Dataset excerpts
+===+
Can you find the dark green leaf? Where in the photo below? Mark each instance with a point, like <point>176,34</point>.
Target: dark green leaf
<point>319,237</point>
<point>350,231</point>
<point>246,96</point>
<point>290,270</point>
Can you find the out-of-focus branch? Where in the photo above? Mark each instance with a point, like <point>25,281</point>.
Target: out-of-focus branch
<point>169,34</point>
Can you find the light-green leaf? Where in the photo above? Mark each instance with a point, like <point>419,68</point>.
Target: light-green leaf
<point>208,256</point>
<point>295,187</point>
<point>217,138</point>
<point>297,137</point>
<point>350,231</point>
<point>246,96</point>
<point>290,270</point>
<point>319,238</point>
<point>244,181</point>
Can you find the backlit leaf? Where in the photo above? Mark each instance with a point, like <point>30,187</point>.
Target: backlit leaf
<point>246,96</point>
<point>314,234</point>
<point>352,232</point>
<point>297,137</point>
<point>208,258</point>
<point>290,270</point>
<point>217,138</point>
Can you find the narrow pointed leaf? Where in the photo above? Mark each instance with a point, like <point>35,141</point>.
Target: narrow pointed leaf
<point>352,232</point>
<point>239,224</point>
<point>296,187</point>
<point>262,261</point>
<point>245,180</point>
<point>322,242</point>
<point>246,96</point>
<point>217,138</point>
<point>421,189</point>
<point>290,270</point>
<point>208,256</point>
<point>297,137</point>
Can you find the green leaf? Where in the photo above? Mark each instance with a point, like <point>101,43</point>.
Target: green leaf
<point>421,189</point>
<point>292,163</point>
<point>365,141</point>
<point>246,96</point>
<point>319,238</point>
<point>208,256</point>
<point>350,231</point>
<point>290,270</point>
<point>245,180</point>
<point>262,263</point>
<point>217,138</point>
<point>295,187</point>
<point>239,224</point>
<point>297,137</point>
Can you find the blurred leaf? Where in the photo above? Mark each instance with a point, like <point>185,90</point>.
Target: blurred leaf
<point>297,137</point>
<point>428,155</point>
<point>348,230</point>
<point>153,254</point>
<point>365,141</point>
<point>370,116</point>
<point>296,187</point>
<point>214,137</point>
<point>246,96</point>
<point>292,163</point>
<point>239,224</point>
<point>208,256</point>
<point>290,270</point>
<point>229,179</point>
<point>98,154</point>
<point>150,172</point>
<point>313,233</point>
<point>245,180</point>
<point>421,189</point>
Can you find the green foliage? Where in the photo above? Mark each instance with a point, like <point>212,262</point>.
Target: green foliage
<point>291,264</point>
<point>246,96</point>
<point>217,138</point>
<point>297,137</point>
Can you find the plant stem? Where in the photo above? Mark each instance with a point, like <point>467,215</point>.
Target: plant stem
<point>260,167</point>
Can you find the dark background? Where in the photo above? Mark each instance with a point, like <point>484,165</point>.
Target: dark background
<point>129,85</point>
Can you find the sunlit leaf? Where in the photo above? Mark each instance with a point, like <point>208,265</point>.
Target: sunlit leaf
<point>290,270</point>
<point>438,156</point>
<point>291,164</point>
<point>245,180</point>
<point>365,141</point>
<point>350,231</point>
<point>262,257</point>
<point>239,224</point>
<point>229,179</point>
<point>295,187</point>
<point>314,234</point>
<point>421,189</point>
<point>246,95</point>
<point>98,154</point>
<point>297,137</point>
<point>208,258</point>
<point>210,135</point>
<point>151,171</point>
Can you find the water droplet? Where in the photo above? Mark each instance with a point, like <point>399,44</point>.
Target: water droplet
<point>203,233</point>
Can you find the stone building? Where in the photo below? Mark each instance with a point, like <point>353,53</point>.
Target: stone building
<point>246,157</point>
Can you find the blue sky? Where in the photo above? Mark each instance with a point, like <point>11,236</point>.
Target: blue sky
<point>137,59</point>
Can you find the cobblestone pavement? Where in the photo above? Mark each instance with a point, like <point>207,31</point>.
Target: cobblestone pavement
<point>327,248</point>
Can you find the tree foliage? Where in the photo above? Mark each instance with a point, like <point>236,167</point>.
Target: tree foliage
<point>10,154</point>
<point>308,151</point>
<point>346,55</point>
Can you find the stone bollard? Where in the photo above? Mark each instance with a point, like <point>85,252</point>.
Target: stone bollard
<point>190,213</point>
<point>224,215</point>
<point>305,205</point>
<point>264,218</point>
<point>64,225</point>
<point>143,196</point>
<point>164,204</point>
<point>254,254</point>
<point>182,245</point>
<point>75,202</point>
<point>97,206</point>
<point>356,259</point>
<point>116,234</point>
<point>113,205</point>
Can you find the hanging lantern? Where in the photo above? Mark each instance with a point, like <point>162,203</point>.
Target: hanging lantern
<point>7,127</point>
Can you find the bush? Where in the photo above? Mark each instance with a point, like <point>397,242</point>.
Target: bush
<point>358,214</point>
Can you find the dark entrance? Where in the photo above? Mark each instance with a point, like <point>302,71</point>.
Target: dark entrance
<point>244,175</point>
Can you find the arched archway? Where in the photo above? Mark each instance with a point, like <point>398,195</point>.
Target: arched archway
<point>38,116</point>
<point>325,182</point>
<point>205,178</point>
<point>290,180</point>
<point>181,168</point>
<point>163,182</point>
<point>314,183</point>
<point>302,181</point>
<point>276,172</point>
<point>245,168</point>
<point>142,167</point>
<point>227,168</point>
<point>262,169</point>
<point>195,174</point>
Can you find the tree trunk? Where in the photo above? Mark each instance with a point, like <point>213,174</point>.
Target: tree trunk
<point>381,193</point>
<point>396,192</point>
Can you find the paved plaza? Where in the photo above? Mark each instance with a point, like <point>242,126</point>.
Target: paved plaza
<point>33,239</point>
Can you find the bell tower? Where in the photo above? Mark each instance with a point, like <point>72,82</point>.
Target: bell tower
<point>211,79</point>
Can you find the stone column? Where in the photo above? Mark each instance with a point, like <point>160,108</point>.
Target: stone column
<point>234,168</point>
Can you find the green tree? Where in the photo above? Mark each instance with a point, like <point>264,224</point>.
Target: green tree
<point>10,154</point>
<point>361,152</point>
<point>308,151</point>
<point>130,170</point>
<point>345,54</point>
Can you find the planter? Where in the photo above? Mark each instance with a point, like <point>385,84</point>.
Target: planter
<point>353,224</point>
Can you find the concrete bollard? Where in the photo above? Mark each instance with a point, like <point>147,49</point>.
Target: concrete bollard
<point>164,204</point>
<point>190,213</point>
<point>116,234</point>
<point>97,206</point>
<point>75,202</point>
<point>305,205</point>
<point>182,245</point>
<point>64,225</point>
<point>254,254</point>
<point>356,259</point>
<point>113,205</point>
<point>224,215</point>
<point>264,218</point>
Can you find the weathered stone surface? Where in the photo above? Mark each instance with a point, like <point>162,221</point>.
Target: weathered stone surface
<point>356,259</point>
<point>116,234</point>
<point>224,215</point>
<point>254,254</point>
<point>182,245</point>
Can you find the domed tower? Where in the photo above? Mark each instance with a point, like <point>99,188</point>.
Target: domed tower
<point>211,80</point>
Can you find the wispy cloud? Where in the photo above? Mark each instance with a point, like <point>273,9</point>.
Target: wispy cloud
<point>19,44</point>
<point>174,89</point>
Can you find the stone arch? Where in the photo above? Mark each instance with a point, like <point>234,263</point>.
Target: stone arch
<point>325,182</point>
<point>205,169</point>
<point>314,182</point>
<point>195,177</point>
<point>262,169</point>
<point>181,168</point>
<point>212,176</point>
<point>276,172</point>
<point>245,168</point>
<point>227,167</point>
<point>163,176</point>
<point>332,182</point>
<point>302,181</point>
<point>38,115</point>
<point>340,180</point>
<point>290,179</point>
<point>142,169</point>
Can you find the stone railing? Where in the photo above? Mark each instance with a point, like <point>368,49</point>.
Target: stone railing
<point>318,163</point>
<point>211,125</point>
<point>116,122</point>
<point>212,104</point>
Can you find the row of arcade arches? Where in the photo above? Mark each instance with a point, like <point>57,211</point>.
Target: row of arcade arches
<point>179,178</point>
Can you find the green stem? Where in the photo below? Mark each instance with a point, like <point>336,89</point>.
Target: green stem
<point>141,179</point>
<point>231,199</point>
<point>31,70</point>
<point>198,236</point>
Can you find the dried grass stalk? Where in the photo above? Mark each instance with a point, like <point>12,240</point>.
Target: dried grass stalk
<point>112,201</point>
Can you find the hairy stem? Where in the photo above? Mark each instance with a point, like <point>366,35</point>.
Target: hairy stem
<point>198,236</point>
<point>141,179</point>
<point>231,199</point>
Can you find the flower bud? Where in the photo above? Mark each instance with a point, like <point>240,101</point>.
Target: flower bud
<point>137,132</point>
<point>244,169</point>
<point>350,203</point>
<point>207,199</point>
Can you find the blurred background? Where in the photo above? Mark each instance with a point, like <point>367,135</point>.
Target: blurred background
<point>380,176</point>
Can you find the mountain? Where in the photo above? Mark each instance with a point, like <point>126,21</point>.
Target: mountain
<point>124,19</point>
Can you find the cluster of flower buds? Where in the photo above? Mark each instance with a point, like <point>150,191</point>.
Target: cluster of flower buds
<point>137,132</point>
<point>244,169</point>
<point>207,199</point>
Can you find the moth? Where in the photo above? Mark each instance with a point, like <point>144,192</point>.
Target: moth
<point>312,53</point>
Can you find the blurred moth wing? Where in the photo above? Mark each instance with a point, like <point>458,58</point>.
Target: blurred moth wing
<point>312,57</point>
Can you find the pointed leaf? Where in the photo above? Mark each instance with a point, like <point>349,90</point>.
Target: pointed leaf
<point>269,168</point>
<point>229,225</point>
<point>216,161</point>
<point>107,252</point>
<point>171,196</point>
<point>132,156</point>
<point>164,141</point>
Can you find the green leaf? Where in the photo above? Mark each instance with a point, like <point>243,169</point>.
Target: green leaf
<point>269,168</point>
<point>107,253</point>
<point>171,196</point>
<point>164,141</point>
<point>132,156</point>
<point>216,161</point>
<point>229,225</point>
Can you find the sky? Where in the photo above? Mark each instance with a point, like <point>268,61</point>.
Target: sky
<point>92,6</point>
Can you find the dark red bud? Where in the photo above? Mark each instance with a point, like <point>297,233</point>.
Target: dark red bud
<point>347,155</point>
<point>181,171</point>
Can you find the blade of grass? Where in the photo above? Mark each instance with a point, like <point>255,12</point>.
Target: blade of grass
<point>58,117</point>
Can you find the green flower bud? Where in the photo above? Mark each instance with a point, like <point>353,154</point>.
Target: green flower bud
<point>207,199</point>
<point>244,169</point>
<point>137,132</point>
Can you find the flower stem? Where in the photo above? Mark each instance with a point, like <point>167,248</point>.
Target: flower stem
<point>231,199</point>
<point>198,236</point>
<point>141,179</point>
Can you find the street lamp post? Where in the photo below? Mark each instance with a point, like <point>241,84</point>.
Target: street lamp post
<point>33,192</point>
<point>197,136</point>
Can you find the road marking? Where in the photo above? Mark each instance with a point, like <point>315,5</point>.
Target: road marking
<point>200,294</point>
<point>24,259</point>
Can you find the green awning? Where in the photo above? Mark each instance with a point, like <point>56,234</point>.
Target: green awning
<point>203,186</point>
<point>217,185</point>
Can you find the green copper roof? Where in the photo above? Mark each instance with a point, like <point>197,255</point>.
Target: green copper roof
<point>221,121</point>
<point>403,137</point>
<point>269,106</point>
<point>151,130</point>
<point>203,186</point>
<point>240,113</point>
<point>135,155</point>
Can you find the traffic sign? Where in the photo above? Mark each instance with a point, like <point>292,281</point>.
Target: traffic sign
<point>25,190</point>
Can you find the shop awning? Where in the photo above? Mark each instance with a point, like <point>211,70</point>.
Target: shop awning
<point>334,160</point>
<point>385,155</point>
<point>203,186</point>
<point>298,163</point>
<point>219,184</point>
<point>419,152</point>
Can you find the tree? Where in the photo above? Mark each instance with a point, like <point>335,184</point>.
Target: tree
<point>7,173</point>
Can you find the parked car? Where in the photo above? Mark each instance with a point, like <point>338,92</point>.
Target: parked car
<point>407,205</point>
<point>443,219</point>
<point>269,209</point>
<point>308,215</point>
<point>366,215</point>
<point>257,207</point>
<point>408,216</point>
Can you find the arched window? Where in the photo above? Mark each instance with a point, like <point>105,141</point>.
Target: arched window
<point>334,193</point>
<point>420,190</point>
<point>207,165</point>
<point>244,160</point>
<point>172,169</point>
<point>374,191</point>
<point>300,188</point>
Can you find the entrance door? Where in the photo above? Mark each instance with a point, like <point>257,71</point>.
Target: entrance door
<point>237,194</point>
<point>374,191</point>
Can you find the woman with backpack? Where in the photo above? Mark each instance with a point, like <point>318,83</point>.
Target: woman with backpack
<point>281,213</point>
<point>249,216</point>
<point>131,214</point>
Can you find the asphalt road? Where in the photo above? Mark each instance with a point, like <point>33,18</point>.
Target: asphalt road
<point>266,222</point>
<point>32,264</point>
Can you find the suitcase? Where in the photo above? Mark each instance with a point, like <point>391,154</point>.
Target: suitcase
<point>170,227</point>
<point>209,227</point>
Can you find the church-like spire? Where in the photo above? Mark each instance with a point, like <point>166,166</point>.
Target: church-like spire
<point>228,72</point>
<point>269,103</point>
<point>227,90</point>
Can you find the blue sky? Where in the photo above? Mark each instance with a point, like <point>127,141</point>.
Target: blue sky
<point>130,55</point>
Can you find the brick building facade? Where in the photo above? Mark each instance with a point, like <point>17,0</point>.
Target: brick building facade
+===+
Problem requirements
Search the data above for the string "facade" and copy each line that has it.

Result for this exercise
Can you find the brick building facade? Where in the photo above? Mark each instance with a point, like <point>17,0</point>.
Target: brick building facade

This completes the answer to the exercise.